Text block -
□ □ □ □

Herculaneum – remarkably intact for a city that died a horrible death under thousands of tonnes of ash
The excavations at both sites are fascinating. The scale of Pompeii (which we happily explored for a full day) is as captivating as the detail of the incredibly well-preserved remains of such a large proportion of Herculaneum. In Pompeii, you visit everything you would expect of a large, thriving Roman city: a forum, temples, bars, a brothel. Herculaneum, closer to the volcano and a much smaller city, has what for modern visitors, if not for its original inhabitants, is the benefit of having been less devastated by the initial eruption, but more thoroughly enveloped in boiling mud in the aftermath. Thus the incredible state of Herculaneum’s preservation in parts: the muddy entombment being enough to prevent wood from rotting, or buildings from falling down, or frescos from eroding away.
The signature dish at Pompeii, I suppose, is the plaster cast bodies. When the hot mud and ash flowed through after the eruption, covering the bodies of those who didn’t make it out, it solidified around their remains. Corpses being corpses and flesh-liquefying bacteria being flesh-liquefying bacteria, those remains then slowly rotted away, leaving human-shaped cavities in the hardened volcanic mess, and providing a perfect opportunity for some enterprising dudes and dudettes with little hammers to play archaeological Play-Doh nearly two thousand years later. Hey presto, plaster dead guy. But much to the dismay of three American cruise boat travellers who asked us for directions, there aren’t actually many plaster dead guys on site. And to be honest, it’s not that big a loss. There are much more stimulating things to see.
My two biggest highlights, I think, were the baths – there are two major ones, the Forum Baths, which are quite well-preserved and detailed, and the Terme Stabiane, which are larger but have suffered more from the passage of both time and volcanic excreta – and the Villa dei Misteri. The latter is a bit of a walk outside the main city ruins, but is well worth the effort, to see a beautifully decorated large Roman villa largely intact. The painted walls of its dining room are stunning.

Fresco in the dining room of Villa dei Misteri, in the Pompeii excavation site outside the main ruins of Pompeii
Of course, in addition to those two highlights, it’s hard to go past having a snicker at the brothel (the Lupanare).
The baths in Herculaneum were a focal point, as in Pompeii – although unfortunately we could only go into the Central Baths: the Suburban Baths, which looked from the outside like they had definite potential, were closed on the day we wandered through. But not to worry, there was plenty else to see. The most interesting feature of the buildings around town was probably the bits of preserved woodwork – covered in hot ash, the wood carbonised rather than slowly rotting away, so a surprising amount of it is still there. And the mosaics throughout the ruins are incredible.

□ □ □ □

Saved entries:
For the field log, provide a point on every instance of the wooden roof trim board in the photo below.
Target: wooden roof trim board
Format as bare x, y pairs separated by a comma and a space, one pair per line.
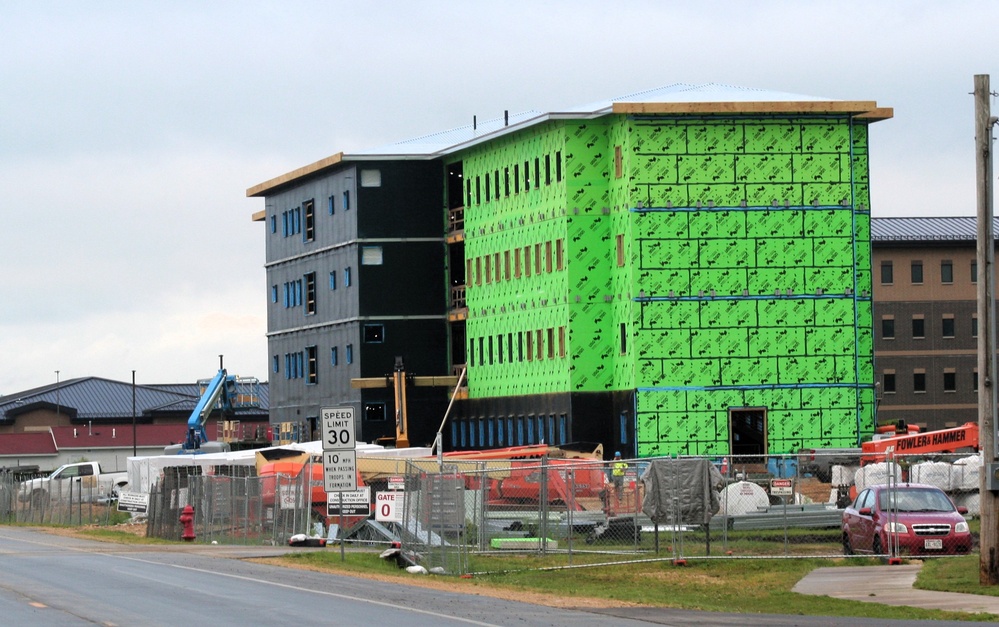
312, 168
861, 108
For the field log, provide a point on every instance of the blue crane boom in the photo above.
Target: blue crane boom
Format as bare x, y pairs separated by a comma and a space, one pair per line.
222, 388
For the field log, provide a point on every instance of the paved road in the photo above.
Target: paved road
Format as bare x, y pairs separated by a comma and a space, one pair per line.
55, 580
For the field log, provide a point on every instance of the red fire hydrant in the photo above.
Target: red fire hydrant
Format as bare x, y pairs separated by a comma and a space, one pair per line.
187, 519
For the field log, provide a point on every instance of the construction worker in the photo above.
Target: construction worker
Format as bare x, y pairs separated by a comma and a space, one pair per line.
618, 468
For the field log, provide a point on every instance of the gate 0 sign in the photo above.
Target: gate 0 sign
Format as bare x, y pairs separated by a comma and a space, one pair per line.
340, 471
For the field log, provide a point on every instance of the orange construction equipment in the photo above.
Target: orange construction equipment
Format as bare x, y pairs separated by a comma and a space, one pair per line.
942, 441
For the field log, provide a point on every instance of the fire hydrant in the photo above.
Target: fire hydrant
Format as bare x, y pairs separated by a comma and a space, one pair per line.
187, 519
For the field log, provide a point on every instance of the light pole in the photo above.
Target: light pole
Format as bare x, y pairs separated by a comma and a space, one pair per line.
134, 449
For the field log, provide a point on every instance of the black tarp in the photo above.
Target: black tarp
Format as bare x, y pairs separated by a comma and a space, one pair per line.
681, 491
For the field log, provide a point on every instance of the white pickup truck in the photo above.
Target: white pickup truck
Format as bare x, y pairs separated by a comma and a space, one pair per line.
81, 482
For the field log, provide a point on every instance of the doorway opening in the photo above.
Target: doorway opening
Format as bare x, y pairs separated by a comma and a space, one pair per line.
748, 435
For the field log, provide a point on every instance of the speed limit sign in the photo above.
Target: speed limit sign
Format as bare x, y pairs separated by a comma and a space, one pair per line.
338, 428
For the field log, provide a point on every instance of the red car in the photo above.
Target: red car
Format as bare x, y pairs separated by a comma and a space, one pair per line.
905, 518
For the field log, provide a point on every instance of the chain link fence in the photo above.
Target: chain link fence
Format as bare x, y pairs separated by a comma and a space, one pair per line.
573, 512
59, 503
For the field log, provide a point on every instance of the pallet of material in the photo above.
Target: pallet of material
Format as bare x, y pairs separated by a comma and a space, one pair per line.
521, 544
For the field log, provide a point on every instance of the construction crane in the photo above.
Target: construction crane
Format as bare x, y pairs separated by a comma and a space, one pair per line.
225, 391
398, 381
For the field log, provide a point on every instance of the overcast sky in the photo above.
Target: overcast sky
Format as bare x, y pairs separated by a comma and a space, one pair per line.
130, 131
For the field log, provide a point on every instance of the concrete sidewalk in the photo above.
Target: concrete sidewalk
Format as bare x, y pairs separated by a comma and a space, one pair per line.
891, 585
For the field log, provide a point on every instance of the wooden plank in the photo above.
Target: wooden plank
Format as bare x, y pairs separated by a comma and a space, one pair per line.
262, 188
879, 113
807, 106
443, 381
373, 382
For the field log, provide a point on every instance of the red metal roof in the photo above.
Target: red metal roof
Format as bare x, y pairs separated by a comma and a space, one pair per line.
40, 443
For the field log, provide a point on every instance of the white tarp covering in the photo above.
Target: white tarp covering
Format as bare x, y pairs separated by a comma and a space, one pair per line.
843, 475
743, 497
965, 473
936, 474
874, 474
143, 472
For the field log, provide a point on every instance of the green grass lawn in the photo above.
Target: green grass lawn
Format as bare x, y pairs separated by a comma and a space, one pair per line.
719, 585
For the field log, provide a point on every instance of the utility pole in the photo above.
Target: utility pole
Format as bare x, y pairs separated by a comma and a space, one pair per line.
988, 573
134, 443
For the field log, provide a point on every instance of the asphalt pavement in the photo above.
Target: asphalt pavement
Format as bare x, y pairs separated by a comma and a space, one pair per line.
890, 585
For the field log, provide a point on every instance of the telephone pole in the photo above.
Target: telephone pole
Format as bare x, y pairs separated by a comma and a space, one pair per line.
989, 536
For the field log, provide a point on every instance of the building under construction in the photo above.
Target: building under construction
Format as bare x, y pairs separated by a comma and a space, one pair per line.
685, 270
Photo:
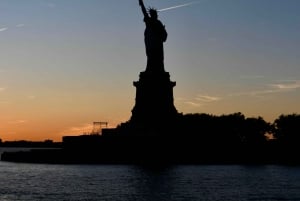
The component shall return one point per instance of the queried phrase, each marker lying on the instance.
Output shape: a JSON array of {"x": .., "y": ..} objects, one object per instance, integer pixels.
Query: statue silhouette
[{"x": 155, "y": 36}]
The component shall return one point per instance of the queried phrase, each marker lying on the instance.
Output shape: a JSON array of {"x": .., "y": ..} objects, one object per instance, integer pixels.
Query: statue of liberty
[{"x": 155, "y": 36}]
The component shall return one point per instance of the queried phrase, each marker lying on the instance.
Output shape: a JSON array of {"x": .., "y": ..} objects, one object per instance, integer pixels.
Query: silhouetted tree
[
  {"x": 255, "y": 130},
  {"x": 287, "y": 128}
]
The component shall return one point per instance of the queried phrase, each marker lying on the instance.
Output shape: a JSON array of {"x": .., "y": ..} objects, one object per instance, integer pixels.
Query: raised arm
[{"x": 143, "y": 8}]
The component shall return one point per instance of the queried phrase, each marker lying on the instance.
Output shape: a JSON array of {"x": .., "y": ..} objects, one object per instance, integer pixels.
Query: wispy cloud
[
  {"x": 200, "y": 100},
  {"x": 251, "y": 77},
  {"x": 20, "y": 121},
  {"x": 207, "y": 99},
  {"x": 279, "y": 87},
  {"x": 3, "y": 29},
  {"x": 31, "y": 97},
  {"x": 20, "y": 25},
  {"x": 287, "y": 85},
  {"x": 51, "y": 5}
]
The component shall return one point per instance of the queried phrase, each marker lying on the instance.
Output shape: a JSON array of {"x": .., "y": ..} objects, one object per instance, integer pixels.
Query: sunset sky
[{"x": 67, "y": 63}]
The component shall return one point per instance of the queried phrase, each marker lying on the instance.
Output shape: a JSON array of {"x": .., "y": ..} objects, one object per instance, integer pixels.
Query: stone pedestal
[{"x": 154, "y": 102}]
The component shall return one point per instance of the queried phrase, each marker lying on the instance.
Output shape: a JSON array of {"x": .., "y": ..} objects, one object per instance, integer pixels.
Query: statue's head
[{"x": 153, "y": 13}]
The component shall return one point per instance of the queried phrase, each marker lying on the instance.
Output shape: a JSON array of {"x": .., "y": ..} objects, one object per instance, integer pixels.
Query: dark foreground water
[{"x": 126, "y": 182}]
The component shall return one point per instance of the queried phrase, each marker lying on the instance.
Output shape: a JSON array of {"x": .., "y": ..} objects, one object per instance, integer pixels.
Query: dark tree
[
  {"x": 287, "y": 128},
  {"x": 254, "y": 130}
]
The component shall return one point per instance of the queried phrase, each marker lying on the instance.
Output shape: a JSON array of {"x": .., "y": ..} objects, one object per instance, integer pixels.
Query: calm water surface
[{"x": 125, "y": 182}]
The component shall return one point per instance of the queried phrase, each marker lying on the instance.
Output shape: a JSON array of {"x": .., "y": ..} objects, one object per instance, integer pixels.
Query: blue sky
[{"x": 67, "y": 63}]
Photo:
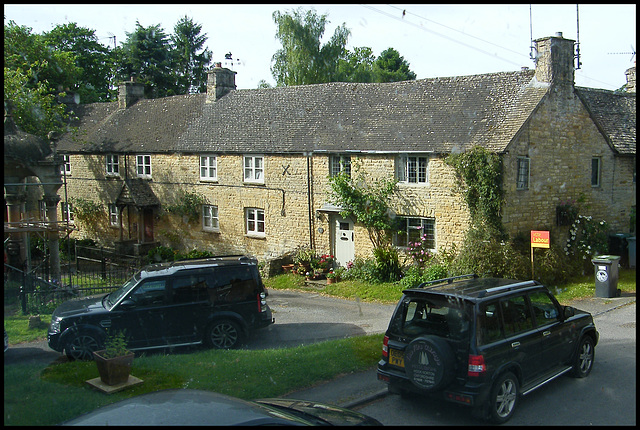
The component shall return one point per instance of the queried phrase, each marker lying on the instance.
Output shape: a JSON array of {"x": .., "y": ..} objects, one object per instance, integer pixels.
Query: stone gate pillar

□ □ □ □

Check your understanding -
A – Answer these questions using the text about Pompeii and Herculaneum:
(i) How long did the visitors spend exploring Pompeii?
(ii) Which two major baths in Pompeii does the text name?
(iii) Which baths in Herculaneum were closed on the day of the visit?
B – Rewrite the text about Pompeii and Herculaneum from "Herculaneum – remarkably" through "from eroding away.", swapping "captivating" for "engrossing".

Answers below -
A –
(i) A full day.
(ii) The Forum Baths and the Terme Stabiane.
(iii) The Suburban Baths.

B –
Herculaneum – remarkably intact for a city that died a horrible death under thousands of tonnes of ash
The excavations at both sites are fascinating. The scale of Pompeii (which we happily explored for a full day) is as engrossing as the detail of the incredibly well-preserved remains of such a large proportion of Herculaneum. In Pompeii, you visit everything you would expect of a large, thriving Roman city: a forum, temples, bars, a brothel. Herculaneum, closer to the volcano and a much smaller city, has what for modern visitors, if not for its original inhabitants, is the benefit of having been less devastated by the initial eruption, but more thoroughly enveloped in boiling mud in the aftermath. Thus the incredible state of Herculaneum’s preservation in parts: the muddy entombment being enough to prevent wood from rotting, or buildings from falling down, or frescos from eroding away.